Check your understanding —
[A] List every year that appears in the Biography section of the Todd Pedersen article.
[B] Set down, word for word, the part of the Todd Pedersen article that opens with the words containing "Pedersen was featured" and closes with "a solar-energy company.".

- Born: Todd Richard Pedersen November 23, 1968 (age 57) Seattle, Washington, US
- Education: Brigham Young University
- Occupation: CEO of Vivint
- Years active: 1997–present
- Spouse: Andie Pedersen
- Children: 5

= Todd Pedersen =

Founder of Vivint, Inc

Todd Richard Pedersen (born November 23, 1968) is an American entrepreneur and the founder of Vivint, Inc., a home automation, security and energy company. Vivint, Inc. was acquired in late 2012 by the Blackstone Group.

== Biography ==
Todd Pedersen was born in Seattle, Washington, the fourth of eleven children, and grew up in Idaho Falls, Idaho, where he attended Idaho Falls High School.

After finishing a 2-year mission for his church, he returned and settled in Provo, Utah. In 1992 he began selling pest-control services door-to-door from a small business with 10 employees based in a trailer in Arizona.

A few years later, he switched to a different product, burglar alarms, though using the same marketing technique. He contacted high-school friend Keith Nellesen to assist in this venture. Together, they founded APX Alarm Security Solutions in 1999 in Provo, Utah, utilizing his door-to-door marketing strategy. In 2011 APX Alarm was rebranded as Vivint to reflect its emphasis on living intelligently through home automation. The company became a major competitor in the industry, as well as expanding its marketing through more traditional venues such as television advertising and telephone sales representatives.

Pedersen was featured in the sixth-season finale of the CBS reality show, Undercover Boss in 2015. The experience afforded him valuable insights into his employees' work days.

In 2021 Pedersen stepped down as Vivint's CEO.

=== Innovations ===
Pedersen created a workforce of approximately 13,500 full-time and part-time employees through innovations in employee relations. These innovations include an on-site restaurant at his corporate headquarters in Provo, a free medical clinic, and various recreational areas including a basketball court and a weight room.

Under his direction, the firm branched into Vivint Solar, a solar-energy company.

(Referring expression data)
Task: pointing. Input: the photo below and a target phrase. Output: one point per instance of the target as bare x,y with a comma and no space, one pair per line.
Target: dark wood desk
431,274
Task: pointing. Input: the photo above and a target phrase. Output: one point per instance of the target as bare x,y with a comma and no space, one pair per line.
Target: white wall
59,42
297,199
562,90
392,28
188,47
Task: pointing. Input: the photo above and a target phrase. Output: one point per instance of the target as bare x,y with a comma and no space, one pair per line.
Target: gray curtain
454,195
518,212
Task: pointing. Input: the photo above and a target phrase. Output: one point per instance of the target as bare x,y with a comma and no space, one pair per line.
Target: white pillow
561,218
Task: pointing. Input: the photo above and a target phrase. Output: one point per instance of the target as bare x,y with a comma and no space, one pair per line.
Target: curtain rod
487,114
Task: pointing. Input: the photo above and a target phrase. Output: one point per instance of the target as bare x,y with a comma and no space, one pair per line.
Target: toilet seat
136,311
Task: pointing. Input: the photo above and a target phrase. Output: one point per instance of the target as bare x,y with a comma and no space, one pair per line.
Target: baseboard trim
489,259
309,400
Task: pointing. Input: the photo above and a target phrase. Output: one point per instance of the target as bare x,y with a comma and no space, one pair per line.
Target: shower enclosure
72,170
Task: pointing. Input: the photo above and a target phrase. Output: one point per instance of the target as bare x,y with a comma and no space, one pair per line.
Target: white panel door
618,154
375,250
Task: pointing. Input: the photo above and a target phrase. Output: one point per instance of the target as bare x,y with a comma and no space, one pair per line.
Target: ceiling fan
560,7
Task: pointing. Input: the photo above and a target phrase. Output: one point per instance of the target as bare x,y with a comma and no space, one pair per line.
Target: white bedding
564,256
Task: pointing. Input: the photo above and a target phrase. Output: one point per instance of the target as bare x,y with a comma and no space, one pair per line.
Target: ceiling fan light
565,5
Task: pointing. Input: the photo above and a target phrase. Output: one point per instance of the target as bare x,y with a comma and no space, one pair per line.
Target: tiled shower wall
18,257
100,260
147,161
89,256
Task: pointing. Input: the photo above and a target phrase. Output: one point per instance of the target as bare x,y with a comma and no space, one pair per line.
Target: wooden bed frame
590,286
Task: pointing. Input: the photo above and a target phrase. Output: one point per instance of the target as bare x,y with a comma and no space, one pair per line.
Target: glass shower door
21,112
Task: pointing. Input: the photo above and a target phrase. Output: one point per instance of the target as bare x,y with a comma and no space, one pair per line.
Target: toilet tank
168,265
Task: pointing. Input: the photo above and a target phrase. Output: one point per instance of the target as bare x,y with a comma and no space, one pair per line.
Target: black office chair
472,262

---

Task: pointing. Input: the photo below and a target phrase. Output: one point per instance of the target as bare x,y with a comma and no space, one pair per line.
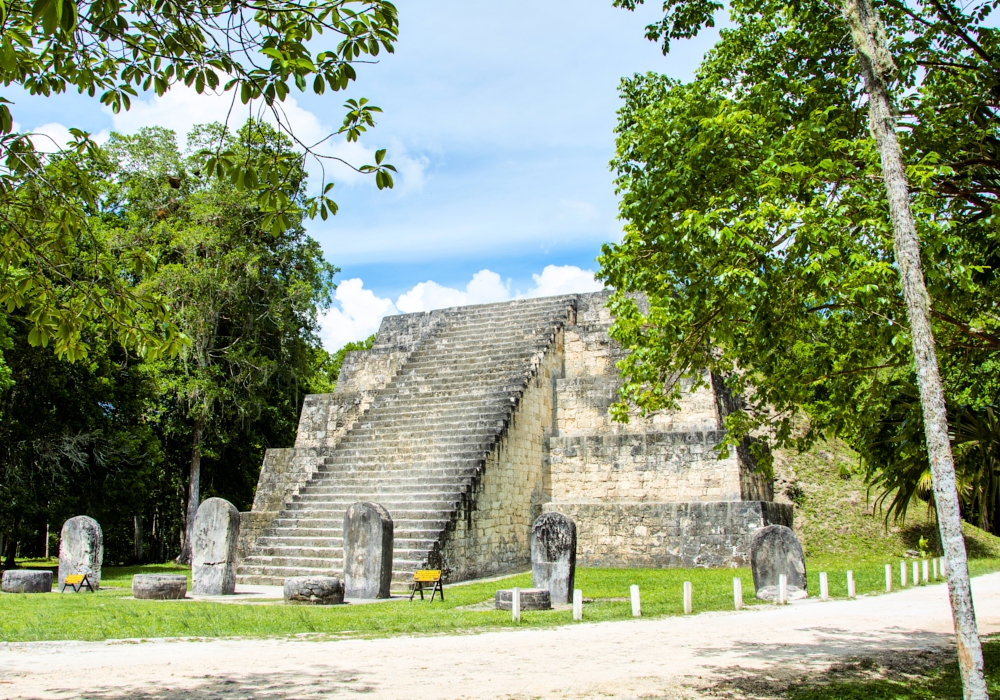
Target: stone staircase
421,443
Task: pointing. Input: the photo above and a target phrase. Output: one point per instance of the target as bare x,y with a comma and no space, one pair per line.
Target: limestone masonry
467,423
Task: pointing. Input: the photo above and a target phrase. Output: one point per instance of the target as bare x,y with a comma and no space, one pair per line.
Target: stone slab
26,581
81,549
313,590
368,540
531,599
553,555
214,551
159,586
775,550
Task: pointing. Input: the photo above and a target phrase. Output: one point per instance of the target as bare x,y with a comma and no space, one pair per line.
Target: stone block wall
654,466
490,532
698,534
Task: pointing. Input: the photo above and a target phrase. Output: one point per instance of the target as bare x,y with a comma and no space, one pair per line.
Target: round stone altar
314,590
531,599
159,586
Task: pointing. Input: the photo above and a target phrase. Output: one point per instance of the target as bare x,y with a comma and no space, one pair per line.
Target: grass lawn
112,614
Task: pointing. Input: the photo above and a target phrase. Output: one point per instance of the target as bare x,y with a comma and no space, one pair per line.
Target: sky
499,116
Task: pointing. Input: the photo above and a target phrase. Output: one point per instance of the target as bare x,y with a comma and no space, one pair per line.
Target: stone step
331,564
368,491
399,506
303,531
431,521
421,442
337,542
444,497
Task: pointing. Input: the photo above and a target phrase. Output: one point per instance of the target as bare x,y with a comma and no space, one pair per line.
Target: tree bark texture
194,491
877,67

Expected responses —
[A] 1992, 1999, 2011, 2015, 2021

[B]
Pedersen was featured in the sixth-season finale of the CBS reality show, Undercover Boss in 2015. The experience afforded him valuable insights into his employees' work days.

In 2021 Pedersen stepped down as Vivint's CEO.

=== Innovations ===
Pedersen created a workforce of approximately 13,500 full-time and part-time employees through innovations in employee relations. These innovations include an on-site restaurant at his corporate headquarters in Provo, a free medical clinic, and various recreational areas including a basketball court and a weight room.

Under his direction, the firm branched into Vivint Solar, a solar-energy company.